Nothing but the lines from the one that contains "Provide the location of every instance of the yellow anther" through the end of the listing should appear, set down exactly.
■ ■ ■
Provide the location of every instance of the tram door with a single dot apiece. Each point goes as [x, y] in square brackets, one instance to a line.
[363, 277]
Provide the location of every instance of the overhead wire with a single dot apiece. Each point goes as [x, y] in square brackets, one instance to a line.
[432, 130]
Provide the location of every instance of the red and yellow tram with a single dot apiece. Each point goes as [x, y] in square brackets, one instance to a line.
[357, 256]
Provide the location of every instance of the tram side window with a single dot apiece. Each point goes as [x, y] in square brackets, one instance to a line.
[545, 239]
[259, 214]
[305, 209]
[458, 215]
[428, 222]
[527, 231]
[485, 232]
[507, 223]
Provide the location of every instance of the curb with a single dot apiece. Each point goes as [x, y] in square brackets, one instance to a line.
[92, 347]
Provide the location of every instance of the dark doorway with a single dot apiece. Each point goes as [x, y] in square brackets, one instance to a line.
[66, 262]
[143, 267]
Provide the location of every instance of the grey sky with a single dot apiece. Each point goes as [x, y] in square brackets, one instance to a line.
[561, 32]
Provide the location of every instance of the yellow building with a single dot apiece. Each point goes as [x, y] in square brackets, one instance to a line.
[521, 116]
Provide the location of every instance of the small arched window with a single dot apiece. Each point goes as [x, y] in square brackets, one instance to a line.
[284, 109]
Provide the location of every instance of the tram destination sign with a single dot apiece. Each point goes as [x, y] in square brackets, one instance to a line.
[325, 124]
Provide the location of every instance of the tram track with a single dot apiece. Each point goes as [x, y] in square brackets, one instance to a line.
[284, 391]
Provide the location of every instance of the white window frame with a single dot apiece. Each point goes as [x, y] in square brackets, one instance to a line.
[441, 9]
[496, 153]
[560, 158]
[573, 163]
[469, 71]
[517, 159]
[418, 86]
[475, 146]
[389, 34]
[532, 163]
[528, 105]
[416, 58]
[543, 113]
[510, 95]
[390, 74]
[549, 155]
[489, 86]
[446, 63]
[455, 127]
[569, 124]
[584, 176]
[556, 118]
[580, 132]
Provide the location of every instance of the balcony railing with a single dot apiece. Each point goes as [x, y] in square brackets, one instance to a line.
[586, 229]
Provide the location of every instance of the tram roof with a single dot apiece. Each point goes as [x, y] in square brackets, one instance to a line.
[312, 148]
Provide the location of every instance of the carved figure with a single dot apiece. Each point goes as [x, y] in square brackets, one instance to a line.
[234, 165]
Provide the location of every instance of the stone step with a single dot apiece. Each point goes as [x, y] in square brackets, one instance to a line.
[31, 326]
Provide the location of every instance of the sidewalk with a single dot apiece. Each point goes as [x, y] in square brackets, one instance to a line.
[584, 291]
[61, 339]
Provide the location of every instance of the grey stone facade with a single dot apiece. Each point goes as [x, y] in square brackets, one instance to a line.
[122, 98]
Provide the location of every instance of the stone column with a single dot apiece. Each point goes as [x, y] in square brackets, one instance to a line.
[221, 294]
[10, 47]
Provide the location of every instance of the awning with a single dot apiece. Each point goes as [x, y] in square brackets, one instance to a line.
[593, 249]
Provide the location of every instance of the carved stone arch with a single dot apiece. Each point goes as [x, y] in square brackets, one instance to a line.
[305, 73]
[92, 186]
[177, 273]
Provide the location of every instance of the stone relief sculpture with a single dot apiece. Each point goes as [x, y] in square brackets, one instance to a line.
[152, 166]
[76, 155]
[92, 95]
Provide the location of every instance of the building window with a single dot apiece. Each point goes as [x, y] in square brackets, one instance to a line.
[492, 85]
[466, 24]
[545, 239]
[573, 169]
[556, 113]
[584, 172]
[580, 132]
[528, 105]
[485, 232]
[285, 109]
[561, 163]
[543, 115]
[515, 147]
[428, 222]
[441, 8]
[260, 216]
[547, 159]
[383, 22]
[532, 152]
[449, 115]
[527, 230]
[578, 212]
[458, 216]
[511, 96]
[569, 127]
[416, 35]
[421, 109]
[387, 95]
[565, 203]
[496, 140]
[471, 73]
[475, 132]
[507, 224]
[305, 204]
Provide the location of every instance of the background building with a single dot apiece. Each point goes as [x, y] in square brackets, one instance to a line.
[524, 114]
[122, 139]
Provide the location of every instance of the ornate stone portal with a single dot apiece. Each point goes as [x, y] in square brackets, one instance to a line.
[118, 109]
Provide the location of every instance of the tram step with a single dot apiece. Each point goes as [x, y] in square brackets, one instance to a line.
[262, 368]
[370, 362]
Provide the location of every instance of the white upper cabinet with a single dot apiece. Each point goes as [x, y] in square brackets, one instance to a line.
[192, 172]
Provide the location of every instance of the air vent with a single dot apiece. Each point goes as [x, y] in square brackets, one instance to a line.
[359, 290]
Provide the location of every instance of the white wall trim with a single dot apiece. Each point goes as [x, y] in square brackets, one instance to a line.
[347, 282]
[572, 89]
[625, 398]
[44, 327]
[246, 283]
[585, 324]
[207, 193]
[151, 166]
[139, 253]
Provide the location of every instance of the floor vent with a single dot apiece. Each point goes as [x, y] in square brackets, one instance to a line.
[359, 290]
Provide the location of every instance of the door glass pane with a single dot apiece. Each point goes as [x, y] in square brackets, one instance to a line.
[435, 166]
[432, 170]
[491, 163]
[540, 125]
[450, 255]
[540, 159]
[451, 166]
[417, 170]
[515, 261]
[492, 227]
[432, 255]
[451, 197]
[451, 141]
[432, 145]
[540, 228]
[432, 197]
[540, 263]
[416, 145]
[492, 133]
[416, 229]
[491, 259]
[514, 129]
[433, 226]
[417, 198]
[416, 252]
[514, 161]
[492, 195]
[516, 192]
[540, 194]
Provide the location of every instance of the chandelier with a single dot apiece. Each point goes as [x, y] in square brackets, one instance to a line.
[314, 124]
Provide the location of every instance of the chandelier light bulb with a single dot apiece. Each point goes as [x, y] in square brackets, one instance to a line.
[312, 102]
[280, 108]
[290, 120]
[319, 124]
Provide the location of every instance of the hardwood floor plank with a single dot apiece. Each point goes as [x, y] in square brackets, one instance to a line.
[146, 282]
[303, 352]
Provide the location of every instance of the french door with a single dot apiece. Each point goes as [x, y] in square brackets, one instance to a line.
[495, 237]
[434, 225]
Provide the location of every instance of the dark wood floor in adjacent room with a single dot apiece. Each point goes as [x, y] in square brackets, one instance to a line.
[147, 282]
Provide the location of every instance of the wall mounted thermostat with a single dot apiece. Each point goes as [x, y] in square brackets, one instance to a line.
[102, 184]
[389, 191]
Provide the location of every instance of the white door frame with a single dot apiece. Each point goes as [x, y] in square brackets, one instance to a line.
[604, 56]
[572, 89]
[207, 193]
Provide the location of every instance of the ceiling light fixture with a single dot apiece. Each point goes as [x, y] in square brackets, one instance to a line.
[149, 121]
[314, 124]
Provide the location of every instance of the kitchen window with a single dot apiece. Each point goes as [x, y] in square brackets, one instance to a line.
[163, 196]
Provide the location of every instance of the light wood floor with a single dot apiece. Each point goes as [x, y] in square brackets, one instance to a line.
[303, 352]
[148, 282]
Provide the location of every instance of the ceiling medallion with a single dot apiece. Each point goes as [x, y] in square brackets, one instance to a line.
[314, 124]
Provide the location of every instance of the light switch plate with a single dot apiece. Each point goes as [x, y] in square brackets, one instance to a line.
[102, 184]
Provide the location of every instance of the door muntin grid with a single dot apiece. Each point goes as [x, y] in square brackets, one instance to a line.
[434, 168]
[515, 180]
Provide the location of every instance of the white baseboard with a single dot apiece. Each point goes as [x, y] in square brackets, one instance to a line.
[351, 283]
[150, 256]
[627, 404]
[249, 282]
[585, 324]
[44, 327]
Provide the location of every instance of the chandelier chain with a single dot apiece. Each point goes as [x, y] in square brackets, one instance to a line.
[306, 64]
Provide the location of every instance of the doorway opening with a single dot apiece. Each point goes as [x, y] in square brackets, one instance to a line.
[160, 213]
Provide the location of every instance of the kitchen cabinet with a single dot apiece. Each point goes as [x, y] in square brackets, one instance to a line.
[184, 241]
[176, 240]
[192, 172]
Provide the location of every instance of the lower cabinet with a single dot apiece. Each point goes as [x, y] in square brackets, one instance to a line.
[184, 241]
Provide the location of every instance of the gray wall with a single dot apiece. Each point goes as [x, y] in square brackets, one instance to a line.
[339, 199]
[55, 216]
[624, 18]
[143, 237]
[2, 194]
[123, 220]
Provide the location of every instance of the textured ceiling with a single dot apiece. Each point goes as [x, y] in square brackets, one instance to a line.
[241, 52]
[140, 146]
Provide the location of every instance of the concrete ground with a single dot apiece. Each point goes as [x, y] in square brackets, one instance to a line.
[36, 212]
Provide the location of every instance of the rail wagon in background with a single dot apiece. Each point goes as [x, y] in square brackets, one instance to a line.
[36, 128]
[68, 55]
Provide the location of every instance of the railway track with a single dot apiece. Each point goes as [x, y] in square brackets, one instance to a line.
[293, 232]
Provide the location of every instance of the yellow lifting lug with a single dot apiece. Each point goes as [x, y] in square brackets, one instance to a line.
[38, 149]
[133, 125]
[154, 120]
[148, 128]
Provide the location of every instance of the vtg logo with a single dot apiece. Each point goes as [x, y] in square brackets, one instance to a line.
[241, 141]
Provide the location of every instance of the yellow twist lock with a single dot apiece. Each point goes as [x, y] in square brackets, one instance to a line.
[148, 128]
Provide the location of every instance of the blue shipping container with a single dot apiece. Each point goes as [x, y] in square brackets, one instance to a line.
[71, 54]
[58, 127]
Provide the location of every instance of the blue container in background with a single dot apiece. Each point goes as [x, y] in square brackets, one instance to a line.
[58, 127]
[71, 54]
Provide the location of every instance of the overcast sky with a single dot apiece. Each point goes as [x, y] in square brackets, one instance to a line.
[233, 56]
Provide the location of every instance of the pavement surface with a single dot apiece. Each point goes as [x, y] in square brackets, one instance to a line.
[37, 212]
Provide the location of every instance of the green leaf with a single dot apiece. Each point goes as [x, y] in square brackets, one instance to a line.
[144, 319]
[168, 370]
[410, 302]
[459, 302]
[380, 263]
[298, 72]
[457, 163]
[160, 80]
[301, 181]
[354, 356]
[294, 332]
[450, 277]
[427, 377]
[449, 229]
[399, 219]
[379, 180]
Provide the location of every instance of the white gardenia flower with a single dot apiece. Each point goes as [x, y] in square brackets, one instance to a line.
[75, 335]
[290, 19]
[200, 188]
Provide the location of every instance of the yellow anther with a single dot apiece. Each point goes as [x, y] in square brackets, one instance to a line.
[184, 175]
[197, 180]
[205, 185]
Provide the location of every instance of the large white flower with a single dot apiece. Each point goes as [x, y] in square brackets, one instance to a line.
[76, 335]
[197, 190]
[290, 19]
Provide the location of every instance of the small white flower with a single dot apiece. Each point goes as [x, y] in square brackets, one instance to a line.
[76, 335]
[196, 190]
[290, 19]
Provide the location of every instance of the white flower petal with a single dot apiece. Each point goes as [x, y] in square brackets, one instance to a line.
■ ■ ■
# Exercise result
Provide the location of every instance of the yellow anther with a single dot apiece. Each point goes as [x, y] in square brackets, one instance to a line.
[184, 175]
[197, 180]
[205, 185]
Provide the location of every instance of the large white flower with a single dot apiece. Each point goes as [x, y] in square brackets, one instance to a line.
[76, 335]
[197, 190]
[290, 19]
Provide the location of every instance of the small white flower with a single dot apiece. Each point goes as [x, y] in square brackets, one instance to a line.
[76, 335]
[196, 190]
[290, 19]
Provide the location of every instance of the white flower petal with a single dot apiece. Each point goes as [x, y] in square brackets, one instance to a line.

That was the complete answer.